* Study text
+ + + + + + +

During the quarter January-March, 2008, 666 proposals amounting to $ 4,635 million were cleared for investments abroad in joint ventures(JV) and wholly owned subsidiaries(WOS), as against 549 proposals amounting to $7,115 million during the corresponding period of the previous year
According to a repoer by the Reserve Bank of India (RBI) India InvestmentAbroad in Joint Venturws and Wholly Owned Subsidiaries:2007-08(April-March), equity accounted for 60.4%% of the proposals for investment, followed by loans (28.1%) and guarantees (11.5%). During the quarter, 99.5% of the proposals involving 91.4% of the investments were through automatic route and the rest were through approval route.
During the full financial year 2007-08, the number of proposals for investment in JVs and WOSs stood at 2,261 for an aggregate amount of $ 23,072 million, recording a growth of 24.4 % in the number of proposals and 53.2% in amount of investment over the year.
Equity accounted for 61.2% of the proposals for investment, while loans for 11.4% and guarantees for 27.4%. During 2007-08, automatic route covered 99.6% of the proposals involving 96.4% of the amount of investments. The rest were through approval route.
Within the manufacturing sector, proposals were in the areas like electronic equipment, fertilizers, agricultural and allied products and gems and jewellery. Investment proposals in non-financial services included activities, such as telecommunications, medical services, software development services and stock broking. Proposals in trading covered areas, such as textiles, chemicals, readymade garments and petroleum products. Investment proposals in the category of others included oil exploration, shipping and market research.
Large Indian investments going to countries like Singapore, Cyprus, the Netherlands, UAE, British Virgin Islands and Mauritius reflect the generally liberal policies of these countries, particularly the involving favorable tax treatment and investment protection treaties.
Actual outward FDI during the quarter stood at $7,322 million, which was higher by 63.4% than that during previous year.
Of the total investments, 70% were in the form of equity and the remaining 30% were loans.
Actual outward FDI during 2007-08 amounted to $17,436 million, an increase of 29.6% over the investments of $13,454 million in the previous year. Of the total investments, 81.6% were in the form of equity and the remaining 18.4 % in the form of loans.
The India?s outward FDI witnessed a substantial pick up from 2006-07 onwards, facilitated largely by progressive liberalisation of overseas investment policies.
According to the available information, during the quarter January- March, 2008, inflows (such as dividend, royalty, license fee, repayment of loan, etc.) from India?s outward FDI amounted to $ 578 million.

+ + + + + + +

* Supplied data
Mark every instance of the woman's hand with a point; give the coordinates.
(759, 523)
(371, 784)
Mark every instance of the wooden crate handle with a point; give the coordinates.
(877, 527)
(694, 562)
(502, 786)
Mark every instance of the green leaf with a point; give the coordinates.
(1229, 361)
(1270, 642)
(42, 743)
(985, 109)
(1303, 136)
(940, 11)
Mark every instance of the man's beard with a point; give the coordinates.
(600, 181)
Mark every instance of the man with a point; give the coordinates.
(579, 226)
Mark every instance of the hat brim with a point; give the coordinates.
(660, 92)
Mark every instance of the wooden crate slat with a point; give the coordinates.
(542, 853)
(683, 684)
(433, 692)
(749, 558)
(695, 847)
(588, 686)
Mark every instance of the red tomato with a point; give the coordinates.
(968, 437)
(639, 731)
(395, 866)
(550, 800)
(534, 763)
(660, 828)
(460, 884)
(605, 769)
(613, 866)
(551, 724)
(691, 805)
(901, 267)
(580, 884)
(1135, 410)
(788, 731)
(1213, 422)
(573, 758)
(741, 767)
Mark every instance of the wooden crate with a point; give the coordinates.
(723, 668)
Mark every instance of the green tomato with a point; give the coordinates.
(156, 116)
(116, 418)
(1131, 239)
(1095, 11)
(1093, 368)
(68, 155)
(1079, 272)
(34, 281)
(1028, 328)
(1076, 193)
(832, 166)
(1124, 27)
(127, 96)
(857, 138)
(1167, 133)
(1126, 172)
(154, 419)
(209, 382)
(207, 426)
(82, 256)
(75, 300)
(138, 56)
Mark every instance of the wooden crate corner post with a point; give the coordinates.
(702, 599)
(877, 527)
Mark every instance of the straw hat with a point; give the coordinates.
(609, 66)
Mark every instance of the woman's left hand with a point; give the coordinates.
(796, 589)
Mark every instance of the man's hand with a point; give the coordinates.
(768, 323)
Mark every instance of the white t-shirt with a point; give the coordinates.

+ + + + + + +

* Work instruction A
Reproduce the portion of the outward investment passage starting with "Equity accounted for 61.2%" and going on through "investments. The rest were through approval route.".
* Work instruction B
Decide whether each statement agrees with the outward investment passage, answering yes or no and quoting the words that settle it: (i) In 2007-08, the automatic route covered 99.6% of the proposals. (ii) Actual outward FDI during the quarter was lower than in the previous year. (iii) Proposals in trading included oil exploration.
* Work instruction C
Recast the paragraph of the outward investment passage that opens "Within the manufacturing sector" as a list of sectors and their areas.
The data above has no connection to the outward investment passage.

* Written solution A
Equity accounted for 61.2% of the proposals for investment, while loans for 11.4% and guarantees for 27.4%. During 2007-08, automatic route covered 99.6% of the proposals involving 96.4% of the amount of investments. The rest were through approval route.

* Written solution B
(i) Yes: "automatic route covered 99.6% of the proposals involving 96.4% of the amount of investments"
(ii) No: "which was higher by 63.4% than that during previous year"
(iii) No: "Investment proposals in the category of others included oil exploration, shipping and market research."

* Written solution C
- Manufacturing: electronic equipment, fertilizers, agricultural and allied products, gems and jewellery
- Non-financial services: telecommunications, medical services, software development services, stock broking
- Trading: textiles, chemicals, readymade garments, petroleum products
- Others: oil exploration, shipping, market research